● **What the task asks**: Could you repeat every record below exactly as written?

━━ Information provided ━━

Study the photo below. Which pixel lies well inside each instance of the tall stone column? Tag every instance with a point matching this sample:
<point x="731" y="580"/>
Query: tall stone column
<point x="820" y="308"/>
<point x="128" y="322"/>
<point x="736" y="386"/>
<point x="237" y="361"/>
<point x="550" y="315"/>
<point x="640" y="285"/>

━━━

● **Solution to this exercise**:
Study the photo below. Which pixel lies well inside each instance of the tall stone column? Tag every instance with a point matching this sample:
<point x="731" y="580"/>
Query: tall stone column
<point x="820" y="308"/>
<point x="128" y="322"/>
<point x="736" y="386"/>
<point x="237" y="361"/>
<point x="550" y="315"/>
<point x="640" y="285"/>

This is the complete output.